Problem requirements: Write out all the data again, exactly as it stands.

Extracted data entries
>>>>

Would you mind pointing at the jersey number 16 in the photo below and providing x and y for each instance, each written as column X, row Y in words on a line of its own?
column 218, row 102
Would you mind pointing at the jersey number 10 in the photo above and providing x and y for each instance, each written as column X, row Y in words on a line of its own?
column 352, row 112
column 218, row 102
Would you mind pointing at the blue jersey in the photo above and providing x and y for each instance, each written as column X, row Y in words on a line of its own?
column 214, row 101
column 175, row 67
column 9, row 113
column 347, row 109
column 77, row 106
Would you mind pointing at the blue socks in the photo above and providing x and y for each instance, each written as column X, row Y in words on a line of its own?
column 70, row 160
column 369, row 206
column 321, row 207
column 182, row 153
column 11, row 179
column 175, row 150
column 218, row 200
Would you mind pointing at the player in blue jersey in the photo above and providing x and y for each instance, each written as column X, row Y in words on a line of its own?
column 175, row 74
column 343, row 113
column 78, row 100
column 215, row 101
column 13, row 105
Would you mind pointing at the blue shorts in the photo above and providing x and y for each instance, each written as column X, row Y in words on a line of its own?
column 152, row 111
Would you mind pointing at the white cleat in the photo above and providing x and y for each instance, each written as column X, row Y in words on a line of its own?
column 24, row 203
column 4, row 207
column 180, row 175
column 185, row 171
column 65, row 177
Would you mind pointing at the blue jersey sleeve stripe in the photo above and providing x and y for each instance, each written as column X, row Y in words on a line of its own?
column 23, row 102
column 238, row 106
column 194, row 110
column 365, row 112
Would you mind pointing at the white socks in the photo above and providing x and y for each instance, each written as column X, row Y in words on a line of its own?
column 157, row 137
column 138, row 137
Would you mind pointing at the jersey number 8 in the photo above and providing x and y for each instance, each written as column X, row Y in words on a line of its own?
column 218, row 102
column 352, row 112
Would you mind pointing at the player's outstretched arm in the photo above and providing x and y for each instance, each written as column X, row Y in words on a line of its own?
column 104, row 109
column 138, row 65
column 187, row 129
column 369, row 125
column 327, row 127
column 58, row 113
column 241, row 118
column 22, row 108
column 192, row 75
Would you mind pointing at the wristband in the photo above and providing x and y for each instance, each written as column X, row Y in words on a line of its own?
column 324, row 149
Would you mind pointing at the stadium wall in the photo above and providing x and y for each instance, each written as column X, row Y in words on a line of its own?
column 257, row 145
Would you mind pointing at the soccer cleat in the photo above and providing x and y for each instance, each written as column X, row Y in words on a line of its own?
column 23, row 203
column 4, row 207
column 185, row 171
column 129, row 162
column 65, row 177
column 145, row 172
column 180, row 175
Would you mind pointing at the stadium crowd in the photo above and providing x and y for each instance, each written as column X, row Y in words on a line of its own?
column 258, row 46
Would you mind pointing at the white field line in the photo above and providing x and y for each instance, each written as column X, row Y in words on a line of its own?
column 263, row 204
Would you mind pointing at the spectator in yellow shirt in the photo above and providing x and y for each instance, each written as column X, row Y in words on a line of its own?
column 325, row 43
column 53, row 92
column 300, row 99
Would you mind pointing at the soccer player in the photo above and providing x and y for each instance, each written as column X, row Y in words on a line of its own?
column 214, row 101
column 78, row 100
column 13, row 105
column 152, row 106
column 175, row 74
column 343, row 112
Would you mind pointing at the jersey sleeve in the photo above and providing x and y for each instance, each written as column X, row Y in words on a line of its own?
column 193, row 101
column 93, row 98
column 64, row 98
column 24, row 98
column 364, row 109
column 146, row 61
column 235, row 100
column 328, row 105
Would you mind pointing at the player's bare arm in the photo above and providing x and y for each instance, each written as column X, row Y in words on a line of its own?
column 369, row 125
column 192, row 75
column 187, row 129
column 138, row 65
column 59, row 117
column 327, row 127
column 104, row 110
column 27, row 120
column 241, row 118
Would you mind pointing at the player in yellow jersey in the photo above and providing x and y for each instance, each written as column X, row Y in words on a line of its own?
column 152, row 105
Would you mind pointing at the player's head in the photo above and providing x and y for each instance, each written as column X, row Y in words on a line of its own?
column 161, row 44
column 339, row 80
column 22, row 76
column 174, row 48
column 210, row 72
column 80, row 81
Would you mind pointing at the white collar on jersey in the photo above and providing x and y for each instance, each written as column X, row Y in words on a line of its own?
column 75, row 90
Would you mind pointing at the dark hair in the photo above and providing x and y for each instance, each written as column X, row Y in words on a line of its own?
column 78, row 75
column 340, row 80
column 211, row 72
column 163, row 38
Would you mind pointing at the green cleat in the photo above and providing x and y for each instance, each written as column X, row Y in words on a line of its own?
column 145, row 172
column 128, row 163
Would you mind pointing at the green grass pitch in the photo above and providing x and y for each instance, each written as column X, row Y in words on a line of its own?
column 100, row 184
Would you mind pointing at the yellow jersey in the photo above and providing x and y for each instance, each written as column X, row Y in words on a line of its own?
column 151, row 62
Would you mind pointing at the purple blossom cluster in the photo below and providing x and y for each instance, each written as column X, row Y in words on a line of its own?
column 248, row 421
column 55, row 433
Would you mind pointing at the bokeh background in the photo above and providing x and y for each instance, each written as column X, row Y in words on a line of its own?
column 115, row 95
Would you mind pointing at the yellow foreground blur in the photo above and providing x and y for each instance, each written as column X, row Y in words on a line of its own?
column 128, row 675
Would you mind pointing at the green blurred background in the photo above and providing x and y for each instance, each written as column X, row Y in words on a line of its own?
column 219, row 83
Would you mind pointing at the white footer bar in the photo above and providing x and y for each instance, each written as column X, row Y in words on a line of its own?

<<<<

Result of the task:
Would you mind pointing at the jersey number 16 in the photo below and providing x and y for each instance, each written as column X, row Y in words on a line of its own?
column 218, row 102
Would you mind pointing at the jersey number 10 in the photo above and providing x and y for each instance, each written as column X, row Y in words on a line of its own?
column 352, row 112
column 218, row 102
Would you mind pointing at the blue jersey in the photo above and providing x and y for each instance, each written as column X, row Y in words on a line of its own?
column 214, row 101
column 175, row 67
column 9, row 113
column 347, row 109
column 77, row 106
Would you mind pointing at the blue socks in the photo above and providing x and y for each instance, each written as column X, row Y in words on a line of its own?
column 70, row 160
column 369, row 206
column 321, row 207
column 182, row 153
column 11, row 179
column 175, row 150
column 218, row 200
Would you mind pointing at the player in blue jersey in the photo above and providing x and y for each instance, each written as column X, row Y in words on a line of its own?
column 175, row 74
column 343, row 113
column 78, row 100
column 215, row 101
column 13, row 105
Would you mind pointing at the blue shorts in the photo above and providing x and y for each instance, each written as column X, row Y in words on a line of its own?
column 152, row 111
Would you mind pointing at the white cleat in the photo above and providing x and y for each instance, each written as column X, row Y in words on a line of its own?
column 24, row 203
column 4, row 207
column 180, row 175
column 185, row 171
column 65, row 177
Would you mind pointing at the blue jersey sleeve stripe in the photo above and providing x and y for each instance, each written as column X, row Y in words on a line of its own?
column 23, row 102
column 238, row 106
column 194, row 110
column 365, row 112
Would you mind pointing at the white socks in the photo above and providing x and y for each instance, each written as column X, row Y in words on a line of its own?
column 157, row 137
column 138, row 137
Would you mind pointing at the jersey number 8 in the photo above and providing x and y for each instance, each written as column X, row Y in words on a line of its own?
column 218, row 102
column 352, row 112
Would you mind pointing at the player's outstretched arm in the photo above and providing x and y for each instance, each written as column X, row Y in words on a line of its own?
column 104, row 109
column 138, row 65
column 187, row 129
column 369, row 125
column 327, row 127
column 58, row 113
column 241, row 118
column 22, row 108
column 192, row 75
Would you mind pointing at the wristband in the photo above and providing x and y for each instance, each written as column X, row Y in words on a line of its own?
column 324, row 149
Would you mind pointing at the stadium wall in the photo above and providing x and y for each instance, each written as column X, row Y in words on a line of its own?
column 257, row 145
Would you mind pointing at the soccer cleat in the photo above and providing x and y for each instance, each written as column X, row Y in words on a line of its own?
column 23, row 203
column 4, row 207
column 185, row 171
column 129, row 162
column 65, row 177
column 145, row 172
column 180, row 175
Would you mind pointing at the stadium crowd in the photo above and providing x and y for each instance, each written as column X, row Y in words on a line of its own?
column 258, row 46
Would you mind pointing at the white field line in the photo above and providing x and y for each instance, each written as column X, row Y in words on a line of its own?
column 263, row 204
Would you mind pointing at the spectator in yellow shirt in the photo above and providing x and y for each instance, each written as column X, row Y in words on a line of its own?
column 325, row 43
column 53, row 92
column 300, row 99
Would you mind pointing at the soccer player in the photo above and providing x and y for each instance, each written as column X, row Y in words on a line of its own?
column 214, row 101
column 78, row 100
column 13, row 105
column 152, row 106
column 175, row 74
column 343, row 112
Would you mind pointing at the jersey sleeve in the photo above and providing x and y for each instance, each written as column X, row Y in words on a line of its own?
column 193, row 101
column 93, row 98
column 64, row 98
column 24, row 98
column 364, row 109
column 146, row 61
column 235, row 100
column 328, row 105
Would you mind pointing at the player's bare arm in the photo above and providing x and y for each instance, each written as column X, row Y in words on a line of its own?
column 369, row 125
column 192, row 75
column 187, row 129
column 138, row 65
column 59, row 117
column 327, row 127
column 104, row 110
column 27, row 120
column 241, row 118
Would you mind pointing at the player in yellow jersey in the photo above and providing x and y for each instance, each written as column X, row Y in words on a line of its own?
column 152, row 105
Would you mind pointing at the player's head in the photo above and providing x and y for each instance, each written as column X, row Y in words on a line of its own?
column 161, row 44
column 339, row 80
column 22, row 76
column 174, row 48
column 210, row 72
column 80, row 81
Would you mind pointing at the white collar on jersey in the photo above and providing x and y for each instance, each written as column X, row Y in words on a line of its own?
column 75, row 90
Would you mind pointing at the dark hair in the photo above and providing x and y for each instance, each written as column X, row Y in words on a line of its own?
column 78, row 75
column 340, row 80
column 211, row 72
column 163, row 38
Would you mind pointing at the green cleat in the photo above and providing x and y for each instance, each written as column X, row Y in words on a line of its own?
column 145, row 172
column 128, row 163
Would you mind pointing at the green grass pitch in the photo above and providing x and y for each instance, each written as column X, row Y in words on a line of its own?
column 100, row 184
Would you mind pointing at the yellow jersey in the photo above and providing x and y for each instance, each written as column X, row Y in words on a line of its own?
column 151, row 62
Would you mind pointing at the purple blossom cluster in the photo below and providing x and y for each instance, each written as column X, row Y in words on a line of its own?
column 248, row 421
column 55, row 433
Would you mind pointing at the bokeh background in the photo above and providing x and y for each instance, each written as column X, row Y in words on a line of its own?
column 115, row 95
Would you mind pointing at the yellow foreground blur in the photo above and providing x and y for each instance, each written as column X, row Y in words on a line of its own?
column 128, row 675
Would you mind pointing at the green blurred background in the photo above and providing x and y for each instance, each written as column X, row Y in words on a line of its own?
column 219, row 83
Would you mind pointing at the white footer bar in the photo above and providing x and y for each instance, each written as column X, row Y in words on a line of its own?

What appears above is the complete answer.